- SHORT PROBLEM: Return the full material exactly.

##### PROVIDED RECORDS

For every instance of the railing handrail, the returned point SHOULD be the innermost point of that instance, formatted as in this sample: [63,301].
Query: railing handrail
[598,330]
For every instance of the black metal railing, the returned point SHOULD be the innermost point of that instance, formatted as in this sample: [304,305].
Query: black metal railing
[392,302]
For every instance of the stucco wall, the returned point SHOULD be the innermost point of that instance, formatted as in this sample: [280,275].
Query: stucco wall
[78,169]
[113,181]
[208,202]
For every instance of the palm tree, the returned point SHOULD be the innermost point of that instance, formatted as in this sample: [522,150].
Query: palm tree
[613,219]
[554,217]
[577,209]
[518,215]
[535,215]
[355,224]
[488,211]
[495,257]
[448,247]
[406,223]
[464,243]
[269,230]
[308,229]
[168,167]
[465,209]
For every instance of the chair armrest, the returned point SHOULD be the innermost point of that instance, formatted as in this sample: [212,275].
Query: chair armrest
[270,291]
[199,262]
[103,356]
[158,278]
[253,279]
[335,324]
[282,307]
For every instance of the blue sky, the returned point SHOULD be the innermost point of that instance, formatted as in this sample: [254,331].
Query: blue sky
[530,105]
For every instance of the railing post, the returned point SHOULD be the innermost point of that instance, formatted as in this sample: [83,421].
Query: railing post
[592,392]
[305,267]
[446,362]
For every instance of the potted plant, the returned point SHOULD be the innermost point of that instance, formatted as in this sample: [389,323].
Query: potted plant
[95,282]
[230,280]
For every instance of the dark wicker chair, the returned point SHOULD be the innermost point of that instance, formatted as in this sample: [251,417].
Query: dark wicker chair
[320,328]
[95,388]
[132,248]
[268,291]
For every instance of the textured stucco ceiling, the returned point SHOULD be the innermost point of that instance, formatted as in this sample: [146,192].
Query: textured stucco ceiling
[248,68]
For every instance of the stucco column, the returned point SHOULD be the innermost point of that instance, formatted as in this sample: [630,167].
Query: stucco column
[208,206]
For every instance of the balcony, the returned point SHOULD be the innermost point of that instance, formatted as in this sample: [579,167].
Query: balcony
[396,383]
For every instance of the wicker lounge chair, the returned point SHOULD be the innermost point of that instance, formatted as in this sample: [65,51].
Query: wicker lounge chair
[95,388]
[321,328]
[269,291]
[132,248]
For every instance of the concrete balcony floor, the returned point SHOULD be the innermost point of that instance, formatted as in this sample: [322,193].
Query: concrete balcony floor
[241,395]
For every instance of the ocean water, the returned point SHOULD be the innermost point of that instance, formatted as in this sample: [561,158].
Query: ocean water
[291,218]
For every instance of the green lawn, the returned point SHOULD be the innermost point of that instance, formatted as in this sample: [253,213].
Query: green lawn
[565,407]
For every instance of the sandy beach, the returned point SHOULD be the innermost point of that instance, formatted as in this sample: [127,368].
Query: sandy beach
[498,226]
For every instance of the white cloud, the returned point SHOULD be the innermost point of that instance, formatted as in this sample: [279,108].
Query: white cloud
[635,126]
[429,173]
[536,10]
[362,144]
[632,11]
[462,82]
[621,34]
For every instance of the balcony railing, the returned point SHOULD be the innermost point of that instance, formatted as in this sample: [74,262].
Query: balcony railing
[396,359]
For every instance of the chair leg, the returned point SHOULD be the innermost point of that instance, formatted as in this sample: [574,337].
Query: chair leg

##########

- FINAL ANSWER:
For every instance of the railing handrail, the returned point SHOULD be the innermost point of that instance, formatted as in this sample: [63,301].
Query: railing handrail
[598,330]
For every instance of the black metal railing, the returned point SHOULD be the innermost point of that instance, formatted as in this sample: [304,305].
Query: black metal railing
[392,302]
For every instance of the stucco wall, the returned point SHOULD be the innermost point of that instance, formatted as in this sample: [280,275].
Query: stucco wall
[78,169]
[113,181]
[208,202]
For every instance of the palm tree, the returned point SHOULD be the innermost point of that instance, formatted as in this sample: [522,150].
Query: palm tree
[613,219]
[554,217]
[577,209]
[518,215]
[535,215]
[355,224]
[488,211]
[495,257]
[448,247]
[406,223]
[464,243]
[269,230]
[308,229]
[168,167]
[465,209]
For every instance of the chair armrest, the returned point SHOULD be the innermost point of that instance, formatted as in this sample: [212,275].
Query: chair armrest
[270,291]
[199,262]
[103,356]
[158,278]
[253,279]
[335,324]
[282,307]
For every instance of the blue sky, the returned point SHOULD be the innermost point of that instance, formatted as in this sample: [254,331].
Query: blue sky
[530,105]
For every instance of the railing post, the returned point SHOULD be the innermost point of that instance, formatted as in this sample: [83,421].
Query: railing post
[592,392]
[305,267]
[446,362]
For every instance of the potted plant, the returned point SHOULD be the innermost point of that instance, formatted as in this sample: [389,323].
Query: potted plant
[95,282]
[230,280]
For every instance of the dark wicker chair, the returned point SHOULD be the innermost point of that instance, formatted as in this sample: [251,417].
Query: dark wicker chair
[320,328]
[95,388]
[132,248]
[268,291]
For every instance of the textured stucco ceiling, the returned point SHOULD be the innermost point of that instance, formatted as in this sample: [146,192].
Query: textured stucco ceiling
[248,68]
For every instance of the stucco column, the returned point SHOULD be the innermost point of that instance, formatted as in this sample: [630,167].
Query: stucco column
[208,206]
For every instance of the balcony, the returned point SHOULD be the innermost point of that instance, formatted as in this sample: [579,167].
Query: balcony
[396,383]
For every instance of the wicker lounge chair, the returned point SHOULD be the innermost point of that instance, formatted as in this sample: [65,51].
Query: wicker lounge chair
[95,388]
[321,328]
[269,291]
[132,248]
For every instance of the concrete balcony floor, the returned point SHOULD be the innermost point of that instance, formatted as in this sample: [322,193].
Query: concrete balcony floor
[241,395]
For every instance of the ocean water, the returned point SHOULD be the innermost point of that instance, formatted as in this sample: [561,158].
Query: ocean water
[291,218]
For every instance of the green lawn, the returned point SHOULD be the innermost point of that instance, formatted as in this sample: [253,213].
Query: green lawn
[565,407]
For every instance of the sandy beach, the returned point SHOULD be the innermost point of that instance, formatted as in this sample: [127,368].
Query: sandy beach
[498,226]
For every instance of the white cloud, the returned point SHOULD be the innermost point of that instance, formatted as in this sample: [279,108].
Query: white cloud
[635,126]
[429,173]
[536,10]
[362,144]
[632,11]
[462,82]
[621,34]
For every instance of the balcony railing, the returned point SHOULD be the innermost point of that instance, formatted as in this sample: [74,262].
Query: balcony railing
[396,359]
For every instance of the chair leg, the returned point SHOULD be the innermost point of that instance, formatted as in this sample: [574,337].
Query: chair leg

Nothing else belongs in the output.